▸ Activity
Please read the post "5 Stages of Grief" below and state which phase the writer says they are now in.

Monday, March 23, 2009

5 Stages of Grief

Elisabeth Kübler-Ross wrote a thesis that humans deal with death and dying in five stages - the fourth being depression and the last being acceptance.

Paul Krugman has read the plan by the Treasury Secretary Timothy Geithner to reinflate the bubble and writes that he is in despair. I will equate his despair to depression, but I have to disagree with him. I am now in the acceptance phase.

It is over - the patient is officially terminally ill. In fact, the officials have made the patient terminally ill, now we are only awaiting the death.

By putting thousands of billions more dollars into the “toxic assets” (read: mortgages on millions of overpriced homes) the Secretary and his advisors and minions seem to think they can reinflate the bubble that just recently burst, and restore everything to the way it was. They’ve even said that their goal is to attempt to restore those “toxic assets” to their “true market value”. But what if, just maybe, those TAs were already falling back down to their true market values, and this massive infusion of cash will go in the inflator part of the balloon and flow just as fast right out the rupture in the balloon that caused the whole thing to collapse in the first place.

However, it looks certain that Wall St. will be able to profit from this. So it will be another massive transfer of money from the taxpayer to the banker.

Dataset entries:

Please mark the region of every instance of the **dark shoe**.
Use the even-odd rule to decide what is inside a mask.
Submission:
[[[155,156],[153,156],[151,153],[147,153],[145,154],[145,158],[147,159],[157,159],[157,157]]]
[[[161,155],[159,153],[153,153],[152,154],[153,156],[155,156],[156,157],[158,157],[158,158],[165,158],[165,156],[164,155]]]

▸ Your solution
The acceptance phase.